§ **Brief**
All entries must be transcribed exactly, down to the last character.

── Dataset excerpts ──

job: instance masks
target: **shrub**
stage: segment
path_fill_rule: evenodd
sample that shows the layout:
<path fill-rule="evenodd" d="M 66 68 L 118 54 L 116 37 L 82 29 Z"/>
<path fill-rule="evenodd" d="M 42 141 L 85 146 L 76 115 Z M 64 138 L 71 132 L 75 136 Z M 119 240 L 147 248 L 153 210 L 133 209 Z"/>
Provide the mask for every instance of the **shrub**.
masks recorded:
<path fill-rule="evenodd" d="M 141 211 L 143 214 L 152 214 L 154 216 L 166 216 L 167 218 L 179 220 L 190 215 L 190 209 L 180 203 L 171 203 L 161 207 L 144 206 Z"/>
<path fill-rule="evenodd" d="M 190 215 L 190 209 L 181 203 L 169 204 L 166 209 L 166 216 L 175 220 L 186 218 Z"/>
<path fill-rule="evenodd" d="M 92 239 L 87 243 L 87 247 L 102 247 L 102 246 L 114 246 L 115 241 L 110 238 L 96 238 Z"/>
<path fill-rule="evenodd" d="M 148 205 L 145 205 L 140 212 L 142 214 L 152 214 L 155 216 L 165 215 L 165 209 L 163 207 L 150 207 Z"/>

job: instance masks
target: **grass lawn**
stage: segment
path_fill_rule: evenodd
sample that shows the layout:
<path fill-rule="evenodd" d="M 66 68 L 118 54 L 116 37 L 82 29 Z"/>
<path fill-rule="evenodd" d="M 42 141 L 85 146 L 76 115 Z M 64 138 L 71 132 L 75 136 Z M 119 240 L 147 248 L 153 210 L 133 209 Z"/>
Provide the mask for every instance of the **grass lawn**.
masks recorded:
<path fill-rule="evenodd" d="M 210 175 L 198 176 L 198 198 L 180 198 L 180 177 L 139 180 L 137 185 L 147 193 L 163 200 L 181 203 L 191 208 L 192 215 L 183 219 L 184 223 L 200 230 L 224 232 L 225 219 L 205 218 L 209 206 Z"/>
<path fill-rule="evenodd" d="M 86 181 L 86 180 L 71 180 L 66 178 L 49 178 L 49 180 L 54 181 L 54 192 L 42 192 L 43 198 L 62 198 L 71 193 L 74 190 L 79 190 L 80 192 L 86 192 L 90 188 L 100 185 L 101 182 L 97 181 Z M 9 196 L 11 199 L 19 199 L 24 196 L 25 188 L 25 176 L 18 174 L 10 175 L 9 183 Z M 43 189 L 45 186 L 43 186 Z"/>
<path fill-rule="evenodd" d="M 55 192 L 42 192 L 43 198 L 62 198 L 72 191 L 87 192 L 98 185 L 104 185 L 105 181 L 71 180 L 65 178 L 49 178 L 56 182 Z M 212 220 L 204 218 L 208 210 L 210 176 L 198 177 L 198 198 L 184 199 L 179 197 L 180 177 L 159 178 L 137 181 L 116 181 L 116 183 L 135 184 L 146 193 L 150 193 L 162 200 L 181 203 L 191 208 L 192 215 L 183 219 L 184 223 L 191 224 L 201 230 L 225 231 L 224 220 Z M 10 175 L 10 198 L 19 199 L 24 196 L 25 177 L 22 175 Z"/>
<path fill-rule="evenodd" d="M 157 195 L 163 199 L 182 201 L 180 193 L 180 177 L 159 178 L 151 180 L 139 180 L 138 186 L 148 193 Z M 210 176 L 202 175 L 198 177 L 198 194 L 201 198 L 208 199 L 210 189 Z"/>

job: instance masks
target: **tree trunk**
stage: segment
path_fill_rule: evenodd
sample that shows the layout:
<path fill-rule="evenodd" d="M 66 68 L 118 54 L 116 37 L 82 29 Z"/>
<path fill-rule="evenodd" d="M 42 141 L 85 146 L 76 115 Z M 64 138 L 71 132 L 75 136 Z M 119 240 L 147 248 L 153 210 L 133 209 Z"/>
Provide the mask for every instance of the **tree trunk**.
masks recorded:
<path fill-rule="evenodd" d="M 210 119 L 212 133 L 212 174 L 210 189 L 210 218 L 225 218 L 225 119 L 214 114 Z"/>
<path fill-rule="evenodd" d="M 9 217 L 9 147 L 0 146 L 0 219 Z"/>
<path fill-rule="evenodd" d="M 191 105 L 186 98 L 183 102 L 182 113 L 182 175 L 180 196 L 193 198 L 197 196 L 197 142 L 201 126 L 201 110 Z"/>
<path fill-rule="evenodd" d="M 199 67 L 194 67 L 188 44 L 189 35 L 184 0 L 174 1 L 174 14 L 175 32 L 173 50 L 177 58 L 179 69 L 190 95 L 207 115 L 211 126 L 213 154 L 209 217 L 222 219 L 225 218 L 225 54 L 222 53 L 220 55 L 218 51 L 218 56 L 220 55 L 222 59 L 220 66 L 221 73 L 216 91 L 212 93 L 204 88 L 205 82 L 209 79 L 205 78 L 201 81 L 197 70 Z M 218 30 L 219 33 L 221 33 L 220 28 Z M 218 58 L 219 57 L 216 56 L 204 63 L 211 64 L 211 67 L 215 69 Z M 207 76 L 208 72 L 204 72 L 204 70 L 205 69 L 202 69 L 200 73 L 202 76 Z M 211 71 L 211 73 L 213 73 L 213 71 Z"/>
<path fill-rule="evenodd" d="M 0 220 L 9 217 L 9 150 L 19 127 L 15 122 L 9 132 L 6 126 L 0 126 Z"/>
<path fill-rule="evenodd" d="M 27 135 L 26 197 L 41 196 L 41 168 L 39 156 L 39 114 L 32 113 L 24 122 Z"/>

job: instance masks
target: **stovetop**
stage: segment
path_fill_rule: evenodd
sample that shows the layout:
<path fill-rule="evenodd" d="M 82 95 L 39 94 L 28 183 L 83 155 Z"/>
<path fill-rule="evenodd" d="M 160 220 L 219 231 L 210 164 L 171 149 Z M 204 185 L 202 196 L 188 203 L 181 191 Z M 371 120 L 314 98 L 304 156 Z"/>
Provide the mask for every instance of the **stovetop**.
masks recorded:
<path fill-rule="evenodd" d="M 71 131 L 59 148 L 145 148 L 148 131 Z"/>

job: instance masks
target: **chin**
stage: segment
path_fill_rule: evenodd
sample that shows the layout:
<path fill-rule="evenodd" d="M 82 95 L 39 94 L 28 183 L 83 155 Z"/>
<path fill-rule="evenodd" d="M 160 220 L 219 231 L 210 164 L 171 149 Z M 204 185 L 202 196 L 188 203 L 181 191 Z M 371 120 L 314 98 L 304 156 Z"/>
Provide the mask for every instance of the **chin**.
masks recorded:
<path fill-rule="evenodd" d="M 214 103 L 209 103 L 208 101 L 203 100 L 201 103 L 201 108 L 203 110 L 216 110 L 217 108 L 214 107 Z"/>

───

§ **Exercise result**
job: instance masks
target: **shrub**
stage: segment
path_fill_rule: evenodd
sample that shows the layout:
<path fill-rule="evenodd" d="M 66 68 L 118 54 L 116 37 L 82 29 Z"/>
<path fill-rule="evenodd" d="M 42 141 L 85 146 L 76 115 Z M 64 138 L 71 132 L 75 136 Z M 119 240 L 147 248 L 153 210 L 133 209 Z"/>
Provide the mask for every instance of the **shrub**.
masks recorded:
<path fill-rule="evenodd" d="M 141 211 L 143 214 L 152 214 L 154 216 L 166 216 L 167 218 L 179 220 L 190 215 L 190 209 L 180 203 L 171 203 L 161 207 L 144 206 Z"/>
<path fill-rule="evenodd" d="M 190 215 L 190 209 L 181 203 L 169 204 L 166 209 L 166 216 L 175 220 L 186 218 Z"/>
<path fill-rule="evenodd" d="M 92 239 L 87 243 L 87 247 L 102 247 L 102 246 L 114 246 L 115 241 L 110 238 L 96 238 Z"/>
<path fill-rule="evenodd" d="M 148 205 L 145 205 L 140 212 L 142 214 L 152 214 L 155 216 L 165 215 L 165 209 L 163 207 L 150 207 Z"/>

job: instance masks
target: **grass lawn**
stage: segment
path_fill_rule: evenodd
sample that shows the layout:
<path fill-rule="evenodd" d="M 66 68 L 118 54 L 116 37 L 82 29 Z"/>
<path fill-rule="evenodd" d="M 42 141 L 85 146 L 76 115 Z M 64 138 L 71 132 L 75 136 Z M 119 240 L 147 248 L 153 210 L 133 209 Z"/>
Provide the mask for every instance of the **grass lawn**.
masks recorded:
<path fill-rule="evenodd" d="M 210 175 L 198 176 L 198 198 L 180 198 L 180 177 L 139 180 L 137 185 L 147 193 L 163 200 L 181 203 L 191 208 L 192 215 L 183 219 L 184 223 L 200 230 L 224 232 L 225 219 L 205 218 L 209 206 Z"/>
<path fill-rule="evenodd" d="M 86 181 L 86 180 L 71 180 L 66 178 L 49 178 L 49 180 L 54 181 L 54 192 L 42 192 L 43 198 L 62 198 L 71 193 L 74 190 L 79 190 L 80 192 L 86 192 L 90 188 L 100 185 L 101 182 L 97 181 Z M 9 196 L 11 199 L 19 199 L 24 196 L 25 188 L 25 176 L 18 174 L 10 175 L 9 183 Z M 43 189 L 45 186 L 43 186 Z"/>
<path fill-rule="evenodd" d="M 55 192 L 42 192 L 43 198 L 62 198 L 72 191 L 87 192 L 98 185 L 104 185 L 105 181 L 71 180 L 65 178 L 49 178 L 56 182 Z M 212 220 L 204 218 L 208 210 L 210 176 L 198 177 L 198 198 L 184 199 L 179 197 L 180 177 L 159 178 L 137 181 L 116 181 L 116 183 L 135 184 L 146 193 L 150 193 L 162 200 L 181 203 L 191 208 L 192 215 L 183 219 L 184 223 L 191 224 L 201 230 L 225 231 L 224 220 Z M 10 175 L 10 198 L 19 199 L 24 196 L 25 177 L 22 175 Z"/>
<path fill-rule="evenodd" d="M 157 195 L 163 199 L 182 201 L 180 193 L 180 177 L 159 178 L 151 180 L 139 180 L 138 186 L 148 193 Z M 210 176 L 202 175 L 198 177 L 198 194 L 201 198 L 208 199 L 210 189 Z"/>

job: instance masks
target: **tree trunk**
stage: segment
path_fill_rule: evenodd
sample that shows the layout:
<path fill-rule="evenodd" d="M 66 68 L 118 54 L 116 37 L 82 29 Z"/>
<path fill-rule="evenodd" d="M 42 141 L 85 146 L 76 115 Z M 64 138 L 71 132 L 75 136 Z M 119 240 L 147 248 L 153 210 L 133 209 Z"/>
Provide the mask for every instance of the **tree trunk**.
masks recorded:
<path fill-rule="evenodd" d="M 210 119 L 212 133 L 212 174 L 210 189 L 210 218 L 225 218 L 225 119 L 214 114 Z"/>
<path fill-rule="evenodd" d="M 9 217 L 9 147 L 0 146 L 0 219 Z"/>
<path fill-rule="evenodd" d="M 191 105 L 186 98 L 183 102 L 182 113 L 182 175 L 180 196 L 193 198 L 197 196 L 197 142 L 201 126 L 201 110 Z"/>
<path fill-rule="evenodd" d="M 199 67 L 194 67 L 188 44 L 189 35 L 184 0 L 174 1 L 174 14 L 175 32 L 173 50 L 177 58 L 179 69 L 190 95 L 207 115 L 211 126 L 213 154 L 209 217 L 222 219 L 225 218 L 225 54 L 222 53 L 220 55 L 218 51 L 218 56 L 220 55 L 222 59 L 220 66 L 221 73 L 216 91 L 212 93 L 204 88 L 205 82 L 209 79 L 205 78 L 201 81 L 197 70 Z M 218 30 L 219 33 L 221 33 L 220 28 Z M 218 58 L 219 57 L 216 56 L 204 63 L 211 64 L 211 67 L 215 69 Z M 207 76 L 208 72 L 204 72 L 204 70 L 205 69 L 202 69 L 200 73 L 202 76 Z M 211 71 L 211 73 L 213 73 L 213 71 Z"/>
<path fill-rule="evenodd" d="M 0 220 L 9 217 L 9 150 L 19 127 L 15 122 L 9 132 L 6 126 L 0 126 Z"/>
<path fill-rule="evenodd" d="M 27 135 L 26 197 L 41 196 L 41 168 L 39 156 L 39 114 L 32 113 L 24 122 Z"/>

job: instance masks
target: **stovetop**
stage: segment
path_fill_rule: evenodd
sample that shows the layout:
<path fill-rule="evenodd" d="M 82 95 L 39 94 L 28 183 L 83 155 Z"/>
<path fill-rule="evenodd" d="M 160 220 L 219 231 L 210 164 L 171 149 Z M 204 185 L 202 196 L 188 203 L 181 191 Z M 371 120 L 314 98 L 304 156 Z"/>
Provide the mask for every instance of the **stovetop**.
masks recorded:
<path fill-rule="evenodd" d="M 71 131 L 59 148 L 145 148 L 148 131 Z"/>

job: instance masks
target: **chin**
stage: segment
path_fill_rule: evenodd
sample that shows the layout:
<path fill-rule="evenodd" d="M 82 95 L 39 94 L 28 183 L 83 155 Z"/>
<path fill-rule="evenodd" d="M 160 220 L 219 231 L 210 164 L 171 149 Z M 204 185 L 202 196 L 188 203 L 181 191 Z M 371 120 L 314 98 L 304 156 Z"/>
Provide the mask for every instance of the **chin**.
masks recorded:
<path fill-rule="evenodd" d="M 214 103 L 209 103 L 208 101 L 203 100 L 201 103 L 201 108 L 203 110 L 216 110 L 217 108 L 214 107 Z"/>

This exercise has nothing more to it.